◆ **Data entries**:
▬▬▬▬▬▬

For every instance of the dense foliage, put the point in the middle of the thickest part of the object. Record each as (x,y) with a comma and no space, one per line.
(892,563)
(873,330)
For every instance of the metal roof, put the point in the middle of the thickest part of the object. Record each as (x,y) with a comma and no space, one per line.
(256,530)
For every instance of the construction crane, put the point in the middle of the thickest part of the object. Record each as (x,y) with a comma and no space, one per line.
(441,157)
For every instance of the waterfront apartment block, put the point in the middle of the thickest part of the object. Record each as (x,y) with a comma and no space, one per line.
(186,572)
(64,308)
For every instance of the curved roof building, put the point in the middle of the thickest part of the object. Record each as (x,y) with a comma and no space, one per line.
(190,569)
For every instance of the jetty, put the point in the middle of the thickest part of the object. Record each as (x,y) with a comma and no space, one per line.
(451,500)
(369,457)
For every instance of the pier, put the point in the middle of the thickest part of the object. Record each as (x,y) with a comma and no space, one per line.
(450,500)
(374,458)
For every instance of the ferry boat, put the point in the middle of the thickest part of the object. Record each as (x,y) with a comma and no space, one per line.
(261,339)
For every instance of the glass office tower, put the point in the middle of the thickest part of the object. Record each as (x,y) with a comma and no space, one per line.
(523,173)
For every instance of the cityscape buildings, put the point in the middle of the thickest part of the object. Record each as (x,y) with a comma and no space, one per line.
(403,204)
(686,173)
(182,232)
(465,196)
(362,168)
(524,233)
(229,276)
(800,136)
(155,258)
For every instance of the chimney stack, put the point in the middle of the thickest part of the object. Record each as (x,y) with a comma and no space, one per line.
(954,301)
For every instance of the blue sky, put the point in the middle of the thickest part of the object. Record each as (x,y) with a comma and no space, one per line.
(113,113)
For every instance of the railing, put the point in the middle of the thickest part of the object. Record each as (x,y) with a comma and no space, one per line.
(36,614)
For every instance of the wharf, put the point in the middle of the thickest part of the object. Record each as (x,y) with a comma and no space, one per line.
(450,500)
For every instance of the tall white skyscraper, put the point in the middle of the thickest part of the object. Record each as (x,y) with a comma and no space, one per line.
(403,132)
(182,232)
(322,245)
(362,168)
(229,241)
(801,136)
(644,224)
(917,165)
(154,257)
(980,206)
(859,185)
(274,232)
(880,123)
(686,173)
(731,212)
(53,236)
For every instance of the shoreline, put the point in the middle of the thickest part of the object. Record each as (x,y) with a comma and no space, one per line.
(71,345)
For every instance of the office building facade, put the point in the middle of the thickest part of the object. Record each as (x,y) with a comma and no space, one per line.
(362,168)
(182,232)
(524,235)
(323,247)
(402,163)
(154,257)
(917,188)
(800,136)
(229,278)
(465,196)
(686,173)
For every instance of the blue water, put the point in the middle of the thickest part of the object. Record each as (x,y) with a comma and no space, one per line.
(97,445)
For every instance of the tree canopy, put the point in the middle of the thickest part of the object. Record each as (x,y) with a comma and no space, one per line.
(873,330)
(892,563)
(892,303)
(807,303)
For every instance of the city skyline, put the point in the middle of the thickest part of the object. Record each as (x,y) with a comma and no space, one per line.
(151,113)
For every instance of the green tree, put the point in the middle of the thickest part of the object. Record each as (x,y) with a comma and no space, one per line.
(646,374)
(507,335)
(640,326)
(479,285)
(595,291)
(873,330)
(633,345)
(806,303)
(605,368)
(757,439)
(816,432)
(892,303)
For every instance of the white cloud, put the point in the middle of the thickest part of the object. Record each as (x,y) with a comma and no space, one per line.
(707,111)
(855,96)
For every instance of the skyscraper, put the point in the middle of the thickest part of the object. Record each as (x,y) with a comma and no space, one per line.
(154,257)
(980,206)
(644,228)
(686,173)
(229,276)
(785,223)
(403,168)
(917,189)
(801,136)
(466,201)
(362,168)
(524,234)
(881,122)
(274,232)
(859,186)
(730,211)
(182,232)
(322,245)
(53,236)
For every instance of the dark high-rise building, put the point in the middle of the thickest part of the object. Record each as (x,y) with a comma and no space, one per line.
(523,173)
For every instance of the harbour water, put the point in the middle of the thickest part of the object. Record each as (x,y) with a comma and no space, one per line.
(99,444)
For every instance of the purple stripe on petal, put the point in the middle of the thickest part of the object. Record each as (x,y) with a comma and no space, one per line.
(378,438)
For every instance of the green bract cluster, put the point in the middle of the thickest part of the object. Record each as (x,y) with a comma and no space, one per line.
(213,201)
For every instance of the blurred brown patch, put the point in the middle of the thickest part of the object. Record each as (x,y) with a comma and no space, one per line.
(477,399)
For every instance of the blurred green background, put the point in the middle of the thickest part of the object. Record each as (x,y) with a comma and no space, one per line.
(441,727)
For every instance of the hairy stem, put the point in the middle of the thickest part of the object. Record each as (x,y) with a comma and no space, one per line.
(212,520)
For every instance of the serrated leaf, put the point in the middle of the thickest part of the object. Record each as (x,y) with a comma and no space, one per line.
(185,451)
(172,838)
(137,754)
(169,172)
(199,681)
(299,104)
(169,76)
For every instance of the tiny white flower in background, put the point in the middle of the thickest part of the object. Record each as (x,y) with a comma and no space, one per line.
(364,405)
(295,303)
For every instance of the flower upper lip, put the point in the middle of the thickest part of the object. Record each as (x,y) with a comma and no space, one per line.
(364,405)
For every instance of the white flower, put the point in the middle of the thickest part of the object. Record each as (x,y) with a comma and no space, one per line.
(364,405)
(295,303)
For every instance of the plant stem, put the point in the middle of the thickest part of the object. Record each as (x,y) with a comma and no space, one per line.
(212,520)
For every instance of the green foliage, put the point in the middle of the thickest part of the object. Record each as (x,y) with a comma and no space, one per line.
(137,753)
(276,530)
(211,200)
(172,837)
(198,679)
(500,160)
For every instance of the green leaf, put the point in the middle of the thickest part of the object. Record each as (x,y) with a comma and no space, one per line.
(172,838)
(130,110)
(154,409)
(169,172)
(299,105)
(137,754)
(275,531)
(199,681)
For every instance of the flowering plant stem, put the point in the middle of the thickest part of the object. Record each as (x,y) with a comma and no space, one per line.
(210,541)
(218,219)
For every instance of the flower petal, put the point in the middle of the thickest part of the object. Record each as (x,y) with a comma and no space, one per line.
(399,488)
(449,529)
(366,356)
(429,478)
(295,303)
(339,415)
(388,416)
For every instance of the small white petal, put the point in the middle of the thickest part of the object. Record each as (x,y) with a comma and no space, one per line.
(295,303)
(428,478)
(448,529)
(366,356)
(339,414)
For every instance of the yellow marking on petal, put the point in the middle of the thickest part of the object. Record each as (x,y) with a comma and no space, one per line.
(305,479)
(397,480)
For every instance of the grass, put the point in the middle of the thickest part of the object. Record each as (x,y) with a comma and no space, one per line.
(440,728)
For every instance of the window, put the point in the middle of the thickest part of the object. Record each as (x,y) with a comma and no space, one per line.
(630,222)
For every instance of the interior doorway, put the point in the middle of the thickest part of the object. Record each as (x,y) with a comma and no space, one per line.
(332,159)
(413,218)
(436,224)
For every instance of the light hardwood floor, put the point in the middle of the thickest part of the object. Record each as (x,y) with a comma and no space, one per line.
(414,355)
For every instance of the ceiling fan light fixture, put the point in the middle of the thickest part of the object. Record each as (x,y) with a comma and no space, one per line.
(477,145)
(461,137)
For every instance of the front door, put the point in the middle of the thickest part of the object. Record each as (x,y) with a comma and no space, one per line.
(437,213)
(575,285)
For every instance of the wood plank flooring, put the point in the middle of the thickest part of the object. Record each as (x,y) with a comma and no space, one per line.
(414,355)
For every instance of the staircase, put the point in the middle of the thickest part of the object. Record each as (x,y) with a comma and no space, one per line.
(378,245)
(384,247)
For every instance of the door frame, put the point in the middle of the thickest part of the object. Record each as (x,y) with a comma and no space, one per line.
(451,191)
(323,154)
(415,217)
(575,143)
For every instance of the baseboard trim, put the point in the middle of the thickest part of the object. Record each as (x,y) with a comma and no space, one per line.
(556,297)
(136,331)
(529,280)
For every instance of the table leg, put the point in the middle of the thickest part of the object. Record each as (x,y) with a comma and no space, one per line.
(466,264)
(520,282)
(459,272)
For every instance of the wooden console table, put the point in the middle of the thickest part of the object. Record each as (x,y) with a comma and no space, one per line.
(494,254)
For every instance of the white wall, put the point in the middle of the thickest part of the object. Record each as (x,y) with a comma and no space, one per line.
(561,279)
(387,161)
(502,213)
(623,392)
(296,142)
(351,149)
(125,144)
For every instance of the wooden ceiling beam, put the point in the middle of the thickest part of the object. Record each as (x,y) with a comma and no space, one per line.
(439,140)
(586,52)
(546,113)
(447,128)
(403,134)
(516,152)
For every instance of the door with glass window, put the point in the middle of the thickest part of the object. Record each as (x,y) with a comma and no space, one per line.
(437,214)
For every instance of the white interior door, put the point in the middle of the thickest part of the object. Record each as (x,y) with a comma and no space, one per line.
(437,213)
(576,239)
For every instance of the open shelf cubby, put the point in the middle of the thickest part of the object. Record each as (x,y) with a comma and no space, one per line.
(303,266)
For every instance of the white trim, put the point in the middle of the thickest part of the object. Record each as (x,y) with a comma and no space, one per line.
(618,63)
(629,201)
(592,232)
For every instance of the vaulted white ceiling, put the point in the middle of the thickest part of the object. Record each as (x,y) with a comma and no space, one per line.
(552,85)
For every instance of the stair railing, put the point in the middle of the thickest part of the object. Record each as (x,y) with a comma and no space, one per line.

▬▬▬▬▬▬

◆ **Exercise aim**:
In the listing above, find the line with "For every instance of the door with" and set down that line and all after it exactly, through the final line.

◆ **Task response**:
For every instance of the door with glass window, put the point in the middle of the thickest part of the object. Record each as (x,y) with a comma and no space, one per line.
(437,214)
For every instance of the white interior door, put the point in the middle of the thickest part of the object. Record each as (x,y) with a comma and no space, one per line.
(437,213)
(576,239)
For every instance of the open shelf cubby, put the point in the middle of the thickest part of the object. Record each as (x,y) with a comma and no space, one per line.
(303,266)
For every instance of the white trim, put the point in the middle of the thickest part of the object. Record each as (x,y) with a comma and no space, one per line.
(618,63)
(629,201)
(592,232)
For every instance of the vaulted white ceiling, put the point in the middle of the thickest part of the object. Record each as (x,y) with a comma and no space, one per line.
(552,85)
For every instance of the stair railing, put the point in the middle of the thickest part of the object. Record each as (x,y) with a comma and no space, one per line.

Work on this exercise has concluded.